Erinnerungen Platzen Auch Wie Seifenblasen

Ich sehne mich nach der Seifenblasenwelt, in der ich in den ersten Wochen nach deinem Tod schwebte. Zwar sah sie kaum einer... Die zarte, fast unsichtbare Hülle einer Seifenblase. Doch sie umhüllte mich und schützte und da gab es doch den einen oder anderen, der das bunte Schimmern im Lichtspiel der Sonne wahrnahm. Und ich war nicht alleine.

Die Seifenblase aus einer anderen Welt. Aus deiner Welt, die ich versuche zu ergründen und zu meiner eigenen zu machen. Damit wir nicht getrennt sind. Nicht in verschiedenen Welten. Höchstens dazwischen. 

Nach fast einem Jahr: Alle sehen die Welt in ihren eigenen, gewohnten Farben. Seifenblase schon lange zum Platzen gebracht.

Ich klammere mich an dem letzten Schimmer jener Seifenblase, den ich in mir gespeichert habe. Breite Fotos von dir auf dem Boden aus bei Kerzenlicht, damit sie leuchten und weniger weh tun. Behutsam bin ich damit geworden. Denn sie werden rar.. die Fotos und die Erinnerungen - über das, vor einem Jahr. Selbst das Erinnern-können schwindet..
*****
Aufgabenziel
Schreiben Sie den Textauszug über die Seifenblasenwelt beginnend bei „Ich klammere mich“ und endend bei „das Erinnern-können schwindet..“ neu und setzen Sie dabei „Mondlicht“ an die Stelle von „Kerzenlicht“. Die nachstehende Auflistung stammt aus einer anderen Quelle.

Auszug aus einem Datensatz
*****
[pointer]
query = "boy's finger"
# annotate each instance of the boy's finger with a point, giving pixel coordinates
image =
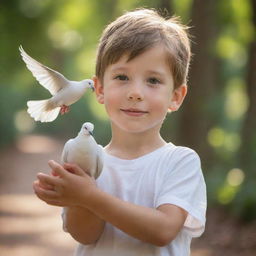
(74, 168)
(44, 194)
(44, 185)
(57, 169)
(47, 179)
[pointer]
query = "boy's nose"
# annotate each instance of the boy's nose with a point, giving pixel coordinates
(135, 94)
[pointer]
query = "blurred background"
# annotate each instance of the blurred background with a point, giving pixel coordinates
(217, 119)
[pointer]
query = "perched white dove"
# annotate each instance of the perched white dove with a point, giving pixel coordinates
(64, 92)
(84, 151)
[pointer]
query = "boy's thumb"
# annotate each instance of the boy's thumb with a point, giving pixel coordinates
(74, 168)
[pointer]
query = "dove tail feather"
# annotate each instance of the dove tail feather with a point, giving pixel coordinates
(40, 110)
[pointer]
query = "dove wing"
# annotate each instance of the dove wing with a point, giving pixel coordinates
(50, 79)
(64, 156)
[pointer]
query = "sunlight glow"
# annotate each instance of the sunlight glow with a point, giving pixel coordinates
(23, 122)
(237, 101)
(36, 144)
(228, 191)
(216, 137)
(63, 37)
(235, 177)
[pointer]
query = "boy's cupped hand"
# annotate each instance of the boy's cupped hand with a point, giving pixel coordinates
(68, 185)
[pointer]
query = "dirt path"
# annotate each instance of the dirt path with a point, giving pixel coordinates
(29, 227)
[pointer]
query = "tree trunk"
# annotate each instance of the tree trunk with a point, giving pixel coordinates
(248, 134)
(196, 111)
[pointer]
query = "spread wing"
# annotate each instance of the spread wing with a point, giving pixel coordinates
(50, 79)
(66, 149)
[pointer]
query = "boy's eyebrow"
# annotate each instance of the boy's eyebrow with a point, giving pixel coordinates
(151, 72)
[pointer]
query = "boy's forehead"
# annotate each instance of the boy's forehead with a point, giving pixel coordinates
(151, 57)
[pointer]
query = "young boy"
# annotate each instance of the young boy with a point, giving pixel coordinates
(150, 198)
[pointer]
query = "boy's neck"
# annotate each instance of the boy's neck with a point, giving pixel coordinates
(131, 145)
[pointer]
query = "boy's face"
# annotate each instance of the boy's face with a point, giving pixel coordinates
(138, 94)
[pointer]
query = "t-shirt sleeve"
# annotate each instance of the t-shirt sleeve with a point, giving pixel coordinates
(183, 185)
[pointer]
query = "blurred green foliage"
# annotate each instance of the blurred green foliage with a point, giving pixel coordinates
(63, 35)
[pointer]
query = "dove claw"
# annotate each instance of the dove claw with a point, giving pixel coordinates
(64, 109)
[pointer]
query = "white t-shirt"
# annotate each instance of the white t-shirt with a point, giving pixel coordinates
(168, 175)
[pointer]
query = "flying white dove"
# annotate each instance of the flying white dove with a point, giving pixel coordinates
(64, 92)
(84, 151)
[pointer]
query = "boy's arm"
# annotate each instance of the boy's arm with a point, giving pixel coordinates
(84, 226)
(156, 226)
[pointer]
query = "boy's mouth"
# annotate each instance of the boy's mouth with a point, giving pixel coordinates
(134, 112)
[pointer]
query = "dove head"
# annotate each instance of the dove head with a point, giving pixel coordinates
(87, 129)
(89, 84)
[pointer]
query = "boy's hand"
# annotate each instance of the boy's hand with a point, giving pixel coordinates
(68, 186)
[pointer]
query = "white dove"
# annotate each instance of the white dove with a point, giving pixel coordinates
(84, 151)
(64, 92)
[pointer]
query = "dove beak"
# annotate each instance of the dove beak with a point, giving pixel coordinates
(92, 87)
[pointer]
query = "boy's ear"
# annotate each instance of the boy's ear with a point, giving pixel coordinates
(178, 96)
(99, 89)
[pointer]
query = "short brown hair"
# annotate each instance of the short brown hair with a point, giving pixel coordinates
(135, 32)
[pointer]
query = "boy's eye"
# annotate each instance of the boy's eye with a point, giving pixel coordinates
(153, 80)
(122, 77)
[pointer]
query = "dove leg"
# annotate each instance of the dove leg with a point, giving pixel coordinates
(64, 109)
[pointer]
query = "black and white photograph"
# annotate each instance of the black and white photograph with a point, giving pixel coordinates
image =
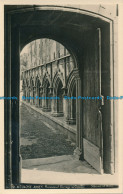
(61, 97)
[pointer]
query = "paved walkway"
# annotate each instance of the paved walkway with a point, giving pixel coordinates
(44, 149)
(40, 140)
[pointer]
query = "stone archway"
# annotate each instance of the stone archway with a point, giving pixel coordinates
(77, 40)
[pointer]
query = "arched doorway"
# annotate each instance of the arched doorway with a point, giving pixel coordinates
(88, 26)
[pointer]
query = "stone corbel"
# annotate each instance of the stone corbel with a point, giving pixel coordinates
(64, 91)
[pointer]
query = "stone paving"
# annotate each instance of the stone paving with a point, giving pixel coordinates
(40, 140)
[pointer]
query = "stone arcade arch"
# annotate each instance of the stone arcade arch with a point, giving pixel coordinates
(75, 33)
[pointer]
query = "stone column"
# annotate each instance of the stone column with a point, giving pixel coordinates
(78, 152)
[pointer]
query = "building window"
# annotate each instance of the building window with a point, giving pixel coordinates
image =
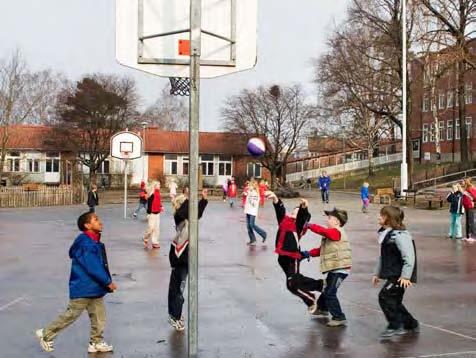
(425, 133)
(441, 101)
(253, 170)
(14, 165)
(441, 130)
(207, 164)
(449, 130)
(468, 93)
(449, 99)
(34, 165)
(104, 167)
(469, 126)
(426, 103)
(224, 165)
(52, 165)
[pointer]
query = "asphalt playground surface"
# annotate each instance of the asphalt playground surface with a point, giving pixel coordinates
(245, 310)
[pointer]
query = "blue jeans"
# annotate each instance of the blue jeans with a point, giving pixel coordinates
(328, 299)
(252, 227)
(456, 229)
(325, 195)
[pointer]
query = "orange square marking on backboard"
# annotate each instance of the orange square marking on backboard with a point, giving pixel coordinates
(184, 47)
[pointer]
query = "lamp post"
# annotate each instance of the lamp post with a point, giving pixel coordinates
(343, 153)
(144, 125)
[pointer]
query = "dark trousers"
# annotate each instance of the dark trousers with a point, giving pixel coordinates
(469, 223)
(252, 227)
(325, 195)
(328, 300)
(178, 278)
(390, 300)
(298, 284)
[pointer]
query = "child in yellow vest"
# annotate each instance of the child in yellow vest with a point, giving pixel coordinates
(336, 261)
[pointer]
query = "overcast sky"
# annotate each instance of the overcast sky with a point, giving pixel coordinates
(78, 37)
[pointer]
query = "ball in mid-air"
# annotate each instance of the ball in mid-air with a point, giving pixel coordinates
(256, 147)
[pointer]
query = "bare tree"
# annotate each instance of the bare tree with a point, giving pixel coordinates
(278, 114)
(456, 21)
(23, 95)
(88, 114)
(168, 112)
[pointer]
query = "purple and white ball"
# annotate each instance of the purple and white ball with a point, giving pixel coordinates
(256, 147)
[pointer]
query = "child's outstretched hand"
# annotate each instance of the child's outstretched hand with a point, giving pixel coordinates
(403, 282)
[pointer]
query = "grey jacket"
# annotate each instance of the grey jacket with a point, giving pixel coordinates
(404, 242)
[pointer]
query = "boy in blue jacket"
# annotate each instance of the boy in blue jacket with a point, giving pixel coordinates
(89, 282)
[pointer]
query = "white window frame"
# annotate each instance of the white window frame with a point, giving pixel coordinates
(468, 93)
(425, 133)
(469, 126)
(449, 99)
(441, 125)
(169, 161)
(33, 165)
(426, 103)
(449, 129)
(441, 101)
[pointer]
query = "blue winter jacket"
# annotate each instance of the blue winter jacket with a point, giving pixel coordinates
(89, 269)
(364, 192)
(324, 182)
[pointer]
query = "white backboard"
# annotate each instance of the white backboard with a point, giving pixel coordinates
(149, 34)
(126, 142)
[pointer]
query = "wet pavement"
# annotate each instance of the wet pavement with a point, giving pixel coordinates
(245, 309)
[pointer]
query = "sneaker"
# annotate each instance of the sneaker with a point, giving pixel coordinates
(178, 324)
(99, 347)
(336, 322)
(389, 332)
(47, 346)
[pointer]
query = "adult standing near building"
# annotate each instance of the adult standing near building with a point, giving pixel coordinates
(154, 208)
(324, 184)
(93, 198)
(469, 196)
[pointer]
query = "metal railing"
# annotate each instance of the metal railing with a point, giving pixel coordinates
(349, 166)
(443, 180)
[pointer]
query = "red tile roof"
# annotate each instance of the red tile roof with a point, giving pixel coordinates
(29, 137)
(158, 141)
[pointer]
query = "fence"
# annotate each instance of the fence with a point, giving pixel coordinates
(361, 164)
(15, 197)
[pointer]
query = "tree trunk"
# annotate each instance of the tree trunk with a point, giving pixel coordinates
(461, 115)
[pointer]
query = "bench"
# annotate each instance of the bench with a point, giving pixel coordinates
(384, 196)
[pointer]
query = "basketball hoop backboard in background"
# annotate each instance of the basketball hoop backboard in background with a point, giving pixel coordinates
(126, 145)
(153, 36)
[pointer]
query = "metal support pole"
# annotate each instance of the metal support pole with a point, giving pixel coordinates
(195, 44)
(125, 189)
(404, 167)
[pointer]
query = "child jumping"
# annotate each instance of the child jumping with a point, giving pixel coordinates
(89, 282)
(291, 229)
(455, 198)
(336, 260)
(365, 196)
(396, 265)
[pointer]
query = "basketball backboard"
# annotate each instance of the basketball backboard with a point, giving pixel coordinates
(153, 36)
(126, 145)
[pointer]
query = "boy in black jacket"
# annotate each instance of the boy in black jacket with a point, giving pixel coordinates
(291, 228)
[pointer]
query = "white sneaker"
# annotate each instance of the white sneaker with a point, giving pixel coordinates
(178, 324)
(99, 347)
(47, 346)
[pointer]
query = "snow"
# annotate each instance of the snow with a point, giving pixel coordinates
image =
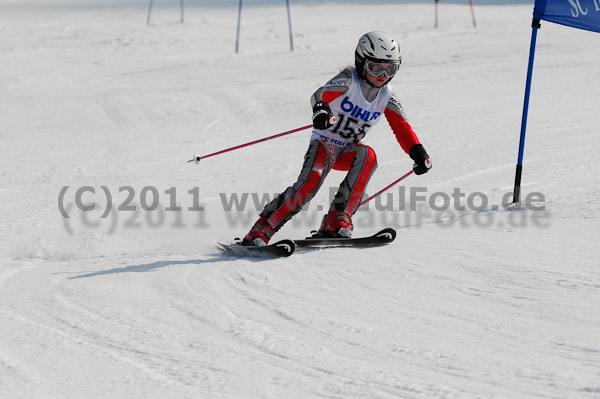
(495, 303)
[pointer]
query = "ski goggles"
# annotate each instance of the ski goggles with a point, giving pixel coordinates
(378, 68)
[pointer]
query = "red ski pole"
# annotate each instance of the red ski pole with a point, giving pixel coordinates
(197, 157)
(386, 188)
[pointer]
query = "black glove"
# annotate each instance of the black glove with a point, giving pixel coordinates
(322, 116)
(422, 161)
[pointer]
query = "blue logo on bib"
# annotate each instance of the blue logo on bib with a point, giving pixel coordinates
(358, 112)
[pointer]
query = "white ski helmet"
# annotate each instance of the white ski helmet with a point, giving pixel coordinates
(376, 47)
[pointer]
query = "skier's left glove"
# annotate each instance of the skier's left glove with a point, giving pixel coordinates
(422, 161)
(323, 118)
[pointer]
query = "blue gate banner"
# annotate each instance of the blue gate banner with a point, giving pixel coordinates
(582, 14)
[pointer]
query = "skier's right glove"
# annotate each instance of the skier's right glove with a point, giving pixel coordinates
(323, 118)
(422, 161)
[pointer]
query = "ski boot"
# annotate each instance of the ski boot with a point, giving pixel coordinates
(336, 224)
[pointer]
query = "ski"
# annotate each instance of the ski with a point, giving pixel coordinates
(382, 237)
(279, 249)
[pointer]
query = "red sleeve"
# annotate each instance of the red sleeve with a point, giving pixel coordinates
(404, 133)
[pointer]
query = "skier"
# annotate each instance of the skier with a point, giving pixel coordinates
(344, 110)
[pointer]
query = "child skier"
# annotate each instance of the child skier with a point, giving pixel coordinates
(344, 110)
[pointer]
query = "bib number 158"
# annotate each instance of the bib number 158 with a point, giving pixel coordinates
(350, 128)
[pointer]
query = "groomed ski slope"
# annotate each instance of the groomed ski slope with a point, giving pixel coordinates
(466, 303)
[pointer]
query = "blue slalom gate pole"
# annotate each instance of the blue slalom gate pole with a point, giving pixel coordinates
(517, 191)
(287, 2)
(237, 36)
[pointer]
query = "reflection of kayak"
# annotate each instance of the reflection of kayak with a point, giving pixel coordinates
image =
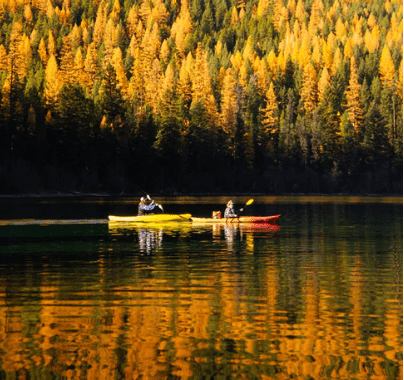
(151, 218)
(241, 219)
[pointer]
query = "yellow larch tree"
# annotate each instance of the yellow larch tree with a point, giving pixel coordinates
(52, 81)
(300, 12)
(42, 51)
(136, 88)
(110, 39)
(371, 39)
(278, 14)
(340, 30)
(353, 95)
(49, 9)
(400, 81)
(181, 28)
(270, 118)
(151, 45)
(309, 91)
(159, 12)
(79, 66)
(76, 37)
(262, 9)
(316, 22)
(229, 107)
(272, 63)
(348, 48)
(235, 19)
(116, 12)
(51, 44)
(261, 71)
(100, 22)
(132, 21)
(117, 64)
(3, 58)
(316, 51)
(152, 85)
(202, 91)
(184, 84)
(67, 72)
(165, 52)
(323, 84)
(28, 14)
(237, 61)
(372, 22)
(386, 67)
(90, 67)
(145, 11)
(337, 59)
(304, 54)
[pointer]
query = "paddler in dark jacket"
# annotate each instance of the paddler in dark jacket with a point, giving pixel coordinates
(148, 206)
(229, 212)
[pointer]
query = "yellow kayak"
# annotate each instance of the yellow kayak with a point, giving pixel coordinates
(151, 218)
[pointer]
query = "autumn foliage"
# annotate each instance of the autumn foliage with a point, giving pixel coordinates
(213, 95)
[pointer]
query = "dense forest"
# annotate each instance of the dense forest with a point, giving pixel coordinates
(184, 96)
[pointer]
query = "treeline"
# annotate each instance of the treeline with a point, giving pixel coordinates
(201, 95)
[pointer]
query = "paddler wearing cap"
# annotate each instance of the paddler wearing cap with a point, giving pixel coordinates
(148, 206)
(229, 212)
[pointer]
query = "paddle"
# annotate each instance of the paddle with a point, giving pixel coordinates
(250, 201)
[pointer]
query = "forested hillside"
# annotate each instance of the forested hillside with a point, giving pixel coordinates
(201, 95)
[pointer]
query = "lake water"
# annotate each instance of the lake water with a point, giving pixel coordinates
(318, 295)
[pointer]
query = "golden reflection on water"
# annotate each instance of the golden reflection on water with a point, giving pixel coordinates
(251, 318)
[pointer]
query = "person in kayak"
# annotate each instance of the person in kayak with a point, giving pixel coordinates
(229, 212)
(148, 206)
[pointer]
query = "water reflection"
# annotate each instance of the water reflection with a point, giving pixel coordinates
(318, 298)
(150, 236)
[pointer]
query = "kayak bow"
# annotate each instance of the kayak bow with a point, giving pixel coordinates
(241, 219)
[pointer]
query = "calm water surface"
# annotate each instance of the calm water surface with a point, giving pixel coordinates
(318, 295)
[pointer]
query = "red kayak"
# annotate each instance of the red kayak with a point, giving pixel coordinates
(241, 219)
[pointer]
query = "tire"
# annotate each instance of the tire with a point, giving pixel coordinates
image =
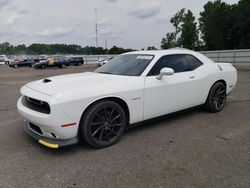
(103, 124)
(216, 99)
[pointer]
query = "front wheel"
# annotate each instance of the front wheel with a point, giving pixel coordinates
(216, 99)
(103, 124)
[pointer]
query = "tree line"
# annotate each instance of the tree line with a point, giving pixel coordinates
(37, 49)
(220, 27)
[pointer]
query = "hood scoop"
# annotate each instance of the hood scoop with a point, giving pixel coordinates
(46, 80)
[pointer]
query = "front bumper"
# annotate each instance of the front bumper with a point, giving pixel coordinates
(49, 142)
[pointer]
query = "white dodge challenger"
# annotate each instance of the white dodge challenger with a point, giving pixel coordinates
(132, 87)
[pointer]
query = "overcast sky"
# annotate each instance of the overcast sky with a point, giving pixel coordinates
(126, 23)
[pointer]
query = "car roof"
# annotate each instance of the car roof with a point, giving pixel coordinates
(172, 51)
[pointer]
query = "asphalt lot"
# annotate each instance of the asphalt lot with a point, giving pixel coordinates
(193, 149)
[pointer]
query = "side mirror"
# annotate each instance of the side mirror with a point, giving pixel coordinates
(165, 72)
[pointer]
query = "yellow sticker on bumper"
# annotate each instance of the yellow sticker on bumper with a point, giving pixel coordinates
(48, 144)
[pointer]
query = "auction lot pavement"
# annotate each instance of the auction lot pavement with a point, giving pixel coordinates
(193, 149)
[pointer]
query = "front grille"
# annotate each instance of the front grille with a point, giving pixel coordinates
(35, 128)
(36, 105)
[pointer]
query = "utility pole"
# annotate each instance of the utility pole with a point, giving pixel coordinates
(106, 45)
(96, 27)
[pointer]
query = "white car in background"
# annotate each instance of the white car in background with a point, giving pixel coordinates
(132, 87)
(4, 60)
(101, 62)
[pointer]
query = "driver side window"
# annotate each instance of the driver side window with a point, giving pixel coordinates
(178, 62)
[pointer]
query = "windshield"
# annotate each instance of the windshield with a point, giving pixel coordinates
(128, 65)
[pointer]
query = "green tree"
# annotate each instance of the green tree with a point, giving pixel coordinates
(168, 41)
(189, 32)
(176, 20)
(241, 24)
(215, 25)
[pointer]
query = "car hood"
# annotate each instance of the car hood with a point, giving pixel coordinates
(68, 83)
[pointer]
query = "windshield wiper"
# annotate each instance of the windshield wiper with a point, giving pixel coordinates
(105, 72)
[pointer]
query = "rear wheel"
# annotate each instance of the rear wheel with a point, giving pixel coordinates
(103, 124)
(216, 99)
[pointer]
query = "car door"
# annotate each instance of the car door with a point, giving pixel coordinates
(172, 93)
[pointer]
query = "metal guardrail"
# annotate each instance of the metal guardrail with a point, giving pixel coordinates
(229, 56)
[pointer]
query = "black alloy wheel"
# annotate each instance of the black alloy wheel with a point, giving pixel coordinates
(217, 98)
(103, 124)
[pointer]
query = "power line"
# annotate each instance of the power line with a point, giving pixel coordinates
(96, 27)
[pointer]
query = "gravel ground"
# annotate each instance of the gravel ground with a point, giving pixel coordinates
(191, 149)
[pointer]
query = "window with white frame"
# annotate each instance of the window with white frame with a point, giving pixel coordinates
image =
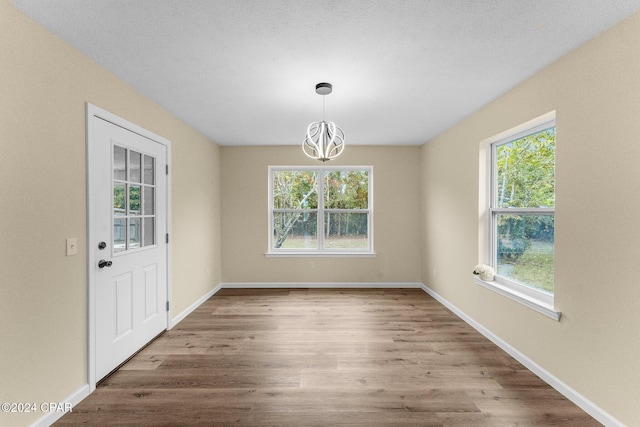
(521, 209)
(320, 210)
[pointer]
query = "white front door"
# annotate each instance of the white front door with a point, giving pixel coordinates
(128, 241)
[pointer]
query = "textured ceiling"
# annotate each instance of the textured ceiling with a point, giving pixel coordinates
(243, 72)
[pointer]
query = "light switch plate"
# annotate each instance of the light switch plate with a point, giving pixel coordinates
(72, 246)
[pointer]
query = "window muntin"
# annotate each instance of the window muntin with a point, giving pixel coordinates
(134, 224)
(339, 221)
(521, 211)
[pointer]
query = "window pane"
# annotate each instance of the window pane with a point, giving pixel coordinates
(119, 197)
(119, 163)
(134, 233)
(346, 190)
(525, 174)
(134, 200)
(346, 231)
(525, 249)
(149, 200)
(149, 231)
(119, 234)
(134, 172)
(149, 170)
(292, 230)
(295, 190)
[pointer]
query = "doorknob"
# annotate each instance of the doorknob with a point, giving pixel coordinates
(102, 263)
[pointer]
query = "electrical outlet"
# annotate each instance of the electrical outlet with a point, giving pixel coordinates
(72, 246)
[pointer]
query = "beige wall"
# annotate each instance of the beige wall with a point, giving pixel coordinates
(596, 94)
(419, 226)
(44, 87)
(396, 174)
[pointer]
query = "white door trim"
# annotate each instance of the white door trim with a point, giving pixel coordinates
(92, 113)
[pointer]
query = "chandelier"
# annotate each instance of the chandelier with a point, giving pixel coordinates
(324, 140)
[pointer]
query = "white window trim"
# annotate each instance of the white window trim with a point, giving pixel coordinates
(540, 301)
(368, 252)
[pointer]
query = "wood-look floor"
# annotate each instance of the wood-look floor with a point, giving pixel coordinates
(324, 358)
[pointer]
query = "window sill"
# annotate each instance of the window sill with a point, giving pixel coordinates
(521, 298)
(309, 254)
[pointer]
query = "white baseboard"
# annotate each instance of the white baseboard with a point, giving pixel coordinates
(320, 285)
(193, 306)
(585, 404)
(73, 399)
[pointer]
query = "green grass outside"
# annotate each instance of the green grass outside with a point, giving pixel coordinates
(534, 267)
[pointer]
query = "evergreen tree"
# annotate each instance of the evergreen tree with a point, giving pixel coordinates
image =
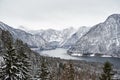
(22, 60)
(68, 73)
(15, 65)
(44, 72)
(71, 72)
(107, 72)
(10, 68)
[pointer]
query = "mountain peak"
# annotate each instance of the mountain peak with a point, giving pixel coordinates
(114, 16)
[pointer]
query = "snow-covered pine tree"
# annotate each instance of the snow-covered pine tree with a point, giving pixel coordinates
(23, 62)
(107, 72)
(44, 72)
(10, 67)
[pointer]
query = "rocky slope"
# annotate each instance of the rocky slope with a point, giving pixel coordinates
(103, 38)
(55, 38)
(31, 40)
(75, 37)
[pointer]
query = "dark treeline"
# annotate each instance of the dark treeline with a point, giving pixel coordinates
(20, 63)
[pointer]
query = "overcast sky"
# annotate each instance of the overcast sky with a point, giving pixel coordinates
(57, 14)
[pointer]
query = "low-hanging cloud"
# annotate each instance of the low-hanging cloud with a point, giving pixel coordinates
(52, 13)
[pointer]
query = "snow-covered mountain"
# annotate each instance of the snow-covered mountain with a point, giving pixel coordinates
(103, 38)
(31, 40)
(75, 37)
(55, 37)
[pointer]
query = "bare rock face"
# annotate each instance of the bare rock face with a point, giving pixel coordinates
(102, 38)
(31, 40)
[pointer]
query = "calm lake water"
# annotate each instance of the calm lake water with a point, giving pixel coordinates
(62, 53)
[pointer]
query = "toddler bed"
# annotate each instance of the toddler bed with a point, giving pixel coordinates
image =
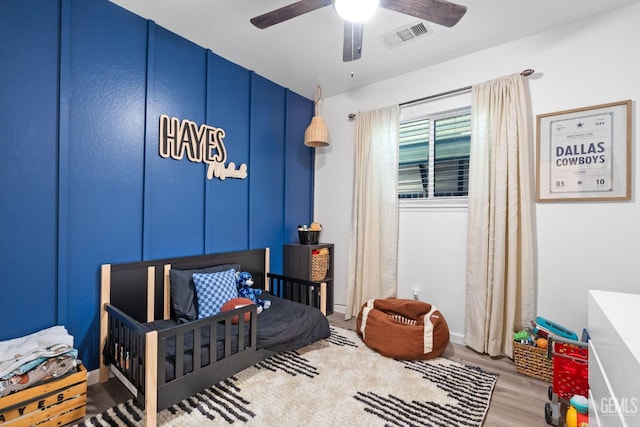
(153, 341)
*****
Ergebnis der Aufgabe
Ich klammere mich an dem letzten Schimmer jener Seifenblase, den ich in mir gespeichert habe. Breite Fotos von dir auf dem Boden aus bei Mondlicht, damit sie leuchten und weniger weh tun. Behutsam bin ich damit geworden. Denn sie werden rar.. die Fotos und die Erinnerungen - über das, vor einem Jahr. Selbst das Erinnern-können schwindet..